START DATA TO PROCESS

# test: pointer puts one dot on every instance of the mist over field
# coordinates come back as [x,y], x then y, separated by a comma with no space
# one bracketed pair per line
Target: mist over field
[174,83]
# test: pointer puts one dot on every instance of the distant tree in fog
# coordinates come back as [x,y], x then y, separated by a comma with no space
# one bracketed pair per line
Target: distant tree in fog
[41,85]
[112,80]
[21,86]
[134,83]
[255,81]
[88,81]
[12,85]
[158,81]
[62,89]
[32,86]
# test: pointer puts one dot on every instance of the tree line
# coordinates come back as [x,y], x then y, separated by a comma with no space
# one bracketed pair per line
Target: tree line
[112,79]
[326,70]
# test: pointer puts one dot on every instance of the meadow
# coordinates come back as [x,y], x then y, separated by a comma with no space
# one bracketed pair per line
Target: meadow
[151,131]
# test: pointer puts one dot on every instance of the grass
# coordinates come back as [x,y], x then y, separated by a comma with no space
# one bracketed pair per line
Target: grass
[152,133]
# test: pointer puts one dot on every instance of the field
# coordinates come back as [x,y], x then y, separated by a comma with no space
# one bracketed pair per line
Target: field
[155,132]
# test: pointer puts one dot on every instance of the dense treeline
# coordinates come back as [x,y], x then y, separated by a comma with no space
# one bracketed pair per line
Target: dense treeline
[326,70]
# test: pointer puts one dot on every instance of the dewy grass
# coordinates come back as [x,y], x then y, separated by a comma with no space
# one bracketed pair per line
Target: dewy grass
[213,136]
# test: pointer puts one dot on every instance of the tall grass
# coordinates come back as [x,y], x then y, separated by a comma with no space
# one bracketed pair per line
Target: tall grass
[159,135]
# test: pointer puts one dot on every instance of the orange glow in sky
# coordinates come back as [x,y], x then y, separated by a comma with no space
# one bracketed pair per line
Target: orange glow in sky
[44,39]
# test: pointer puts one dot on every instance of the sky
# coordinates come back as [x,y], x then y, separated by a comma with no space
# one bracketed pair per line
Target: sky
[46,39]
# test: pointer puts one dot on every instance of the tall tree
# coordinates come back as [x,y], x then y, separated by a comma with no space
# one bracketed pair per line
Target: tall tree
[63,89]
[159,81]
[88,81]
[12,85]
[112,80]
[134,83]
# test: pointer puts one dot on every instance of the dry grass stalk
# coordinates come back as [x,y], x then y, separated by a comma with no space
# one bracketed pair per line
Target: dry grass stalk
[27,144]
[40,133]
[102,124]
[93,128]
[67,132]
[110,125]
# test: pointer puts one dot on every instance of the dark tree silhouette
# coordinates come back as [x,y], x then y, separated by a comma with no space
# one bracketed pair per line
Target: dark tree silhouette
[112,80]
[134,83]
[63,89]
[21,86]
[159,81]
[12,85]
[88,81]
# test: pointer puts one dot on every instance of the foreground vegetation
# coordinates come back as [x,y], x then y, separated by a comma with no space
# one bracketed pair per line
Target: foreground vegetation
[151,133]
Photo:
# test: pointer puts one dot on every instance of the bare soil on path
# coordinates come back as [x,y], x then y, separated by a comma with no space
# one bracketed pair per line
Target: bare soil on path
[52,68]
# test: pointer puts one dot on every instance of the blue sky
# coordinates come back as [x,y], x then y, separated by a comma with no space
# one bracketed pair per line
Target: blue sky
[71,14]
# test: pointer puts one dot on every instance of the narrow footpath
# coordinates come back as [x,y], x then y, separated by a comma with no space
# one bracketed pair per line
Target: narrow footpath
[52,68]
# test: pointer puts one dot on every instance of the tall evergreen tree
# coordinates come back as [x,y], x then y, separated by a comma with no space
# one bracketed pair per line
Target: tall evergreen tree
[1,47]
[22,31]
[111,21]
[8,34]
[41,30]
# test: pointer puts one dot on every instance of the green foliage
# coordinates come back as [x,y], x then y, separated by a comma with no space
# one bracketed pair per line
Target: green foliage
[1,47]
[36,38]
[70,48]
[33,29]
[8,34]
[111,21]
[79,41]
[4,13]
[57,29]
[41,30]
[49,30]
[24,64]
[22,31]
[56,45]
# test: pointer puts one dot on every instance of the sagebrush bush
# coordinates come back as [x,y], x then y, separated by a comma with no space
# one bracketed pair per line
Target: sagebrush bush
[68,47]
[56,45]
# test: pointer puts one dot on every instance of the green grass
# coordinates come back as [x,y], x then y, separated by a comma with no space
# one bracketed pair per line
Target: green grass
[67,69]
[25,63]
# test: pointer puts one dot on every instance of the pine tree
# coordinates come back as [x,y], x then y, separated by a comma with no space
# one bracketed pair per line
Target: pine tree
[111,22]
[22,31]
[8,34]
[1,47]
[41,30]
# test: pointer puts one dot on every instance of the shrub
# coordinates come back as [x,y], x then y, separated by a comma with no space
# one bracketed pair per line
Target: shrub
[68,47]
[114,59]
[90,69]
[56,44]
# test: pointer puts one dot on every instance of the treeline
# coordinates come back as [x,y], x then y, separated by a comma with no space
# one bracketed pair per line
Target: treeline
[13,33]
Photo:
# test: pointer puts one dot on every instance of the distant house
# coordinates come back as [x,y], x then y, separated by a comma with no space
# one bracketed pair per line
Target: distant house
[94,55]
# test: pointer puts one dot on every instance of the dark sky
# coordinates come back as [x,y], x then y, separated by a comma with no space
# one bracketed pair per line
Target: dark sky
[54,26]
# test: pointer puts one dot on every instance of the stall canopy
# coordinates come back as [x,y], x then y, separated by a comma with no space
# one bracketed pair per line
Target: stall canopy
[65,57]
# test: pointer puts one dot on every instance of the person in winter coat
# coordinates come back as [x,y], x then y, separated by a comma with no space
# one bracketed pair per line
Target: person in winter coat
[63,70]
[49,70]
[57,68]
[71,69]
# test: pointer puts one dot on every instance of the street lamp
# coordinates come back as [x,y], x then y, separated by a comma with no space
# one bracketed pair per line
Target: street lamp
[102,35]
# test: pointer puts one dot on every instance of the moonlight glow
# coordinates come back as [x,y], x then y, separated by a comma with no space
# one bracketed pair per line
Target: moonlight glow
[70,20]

END DATA TO PROCESS
START DATA TO PROCESS

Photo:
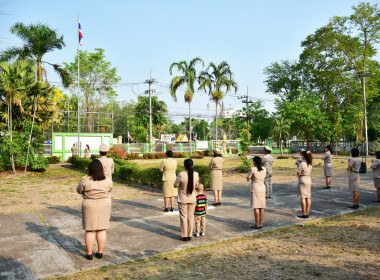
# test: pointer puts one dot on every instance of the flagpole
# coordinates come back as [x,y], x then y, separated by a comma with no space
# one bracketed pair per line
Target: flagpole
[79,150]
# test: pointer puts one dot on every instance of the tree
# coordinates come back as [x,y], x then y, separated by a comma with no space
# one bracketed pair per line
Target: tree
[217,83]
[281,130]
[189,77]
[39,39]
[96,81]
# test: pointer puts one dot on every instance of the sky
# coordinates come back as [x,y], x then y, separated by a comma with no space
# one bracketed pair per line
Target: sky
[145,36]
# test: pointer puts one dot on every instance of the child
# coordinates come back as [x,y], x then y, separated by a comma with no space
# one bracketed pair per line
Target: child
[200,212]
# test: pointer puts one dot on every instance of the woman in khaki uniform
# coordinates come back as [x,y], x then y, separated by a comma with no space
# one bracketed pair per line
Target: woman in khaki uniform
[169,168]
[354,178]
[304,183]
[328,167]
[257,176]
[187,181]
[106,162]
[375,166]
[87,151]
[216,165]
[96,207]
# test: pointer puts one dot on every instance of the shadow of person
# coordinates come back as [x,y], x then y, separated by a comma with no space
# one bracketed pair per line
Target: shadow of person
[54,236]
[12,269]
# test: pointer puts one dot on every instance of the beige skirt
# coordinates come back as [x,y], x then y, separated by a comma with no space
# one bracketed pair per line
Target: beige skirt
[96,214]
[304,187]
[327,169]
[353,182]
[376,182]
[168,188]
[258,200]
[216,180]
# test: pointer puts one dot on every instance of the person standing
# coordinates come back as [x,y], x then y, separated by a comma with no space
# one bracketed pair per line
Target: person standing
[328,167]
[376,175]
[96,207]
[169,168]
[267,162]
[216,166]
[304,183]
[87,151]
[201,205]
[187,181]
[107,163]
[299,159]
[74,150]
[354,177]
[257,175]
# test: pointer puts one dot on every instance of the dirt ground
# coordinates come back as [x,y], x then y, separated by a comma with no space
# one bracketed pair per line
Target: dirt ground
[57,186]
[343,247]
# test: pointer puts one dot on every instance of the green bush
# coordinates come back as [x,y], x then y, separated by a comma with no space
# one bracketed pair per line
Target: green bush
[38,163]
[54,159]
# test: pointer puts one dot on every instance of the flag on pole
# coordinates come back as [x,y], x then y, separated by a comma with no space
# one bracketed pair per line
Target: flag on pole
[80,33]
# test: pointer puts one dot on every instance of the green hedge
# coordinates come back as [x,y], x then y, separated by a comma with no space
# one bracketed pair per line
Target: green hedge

END DATA TO PROCESS
START DATA TO PROCESS

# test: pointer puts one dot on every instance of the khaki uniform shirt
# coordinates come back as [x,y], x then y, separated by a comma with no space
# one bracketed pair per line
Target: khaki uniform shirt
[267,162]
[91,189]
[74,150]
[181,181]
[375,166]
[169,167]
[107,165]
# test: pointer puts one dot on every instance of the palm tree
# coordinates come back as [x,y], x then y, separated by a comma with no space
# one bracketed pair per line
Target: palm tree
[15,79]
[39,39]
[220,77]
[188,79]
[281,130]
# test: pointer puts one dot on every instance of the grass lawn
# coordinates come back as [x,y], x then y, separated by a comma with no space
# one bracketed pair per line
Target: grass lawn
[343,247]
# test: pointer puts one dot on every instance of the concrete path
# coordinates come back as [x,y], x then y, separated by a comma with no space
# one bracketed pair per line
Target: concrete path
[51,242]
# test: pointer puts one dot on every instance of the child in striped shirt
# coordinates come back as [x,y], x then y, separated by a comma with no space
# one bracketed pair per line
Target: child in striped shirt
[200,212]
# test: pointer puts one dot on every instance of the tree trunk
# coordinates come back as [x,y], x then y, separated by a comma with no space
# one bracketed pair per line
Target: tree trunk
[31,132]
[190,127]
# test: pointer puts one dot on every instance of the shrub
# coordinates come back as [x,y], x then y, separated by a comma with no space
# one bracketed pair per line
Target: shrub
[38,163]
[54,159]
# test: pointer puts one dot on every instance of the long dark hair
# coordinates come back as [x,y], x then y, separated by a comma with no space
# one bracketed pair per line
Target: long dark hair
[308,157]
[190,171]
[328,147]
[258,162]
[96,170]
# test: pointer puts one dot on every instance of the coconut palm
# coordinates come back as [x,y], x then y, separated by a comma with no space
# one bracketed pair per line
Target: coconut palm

END DATA TO PROCESS

» **WORK REQUEST**: When you reach the line holding "the tall evergreen tree" in the records above, begin reproducing exactly, stop after the line holding "the pine tree", and output nothing else.

» **OUTPUT**:
# test: pointer puts one dot on every instance of the tall evergreen tree
# coordinates come back as [x,y], x then y, separated by a comma with no space
# one bracketed pair per line
Target: tall evergreen tree
[1,47]
[22,31]
[111,21]
[8,34]
[41,30]
# test: pointer puts one dot on every instance of the green foliage
# coordinates come back as [x,y], x then y, separated by a comma with no space
# one bracketed pair per line
Target: green foliage
[1,47]
[36,38]
[70,48]
[33,29]
[8,34]
[111,21]
[79,41]
[4,13]
[57,29]
[41,30]
[49,30]
[24,64]
[22,31]
[56,45]
# test: pointer puts one dot on every instance of the sagebrush bush
# coordinates come back as [x,y], x then y, separated by a comma with no space
# one bracketed pair per line
Target: sagebrush bush
[68,47]
[56,45]
# test: pointer puts one dot on every instance of the green grass
# coordinates come back as [x,y], x then y, separated by a comma with no space
# one bracketed pair per line
Target: green grass
[67,69]
[25,63]
# test: pointer puts one dot on every instance of the pine tree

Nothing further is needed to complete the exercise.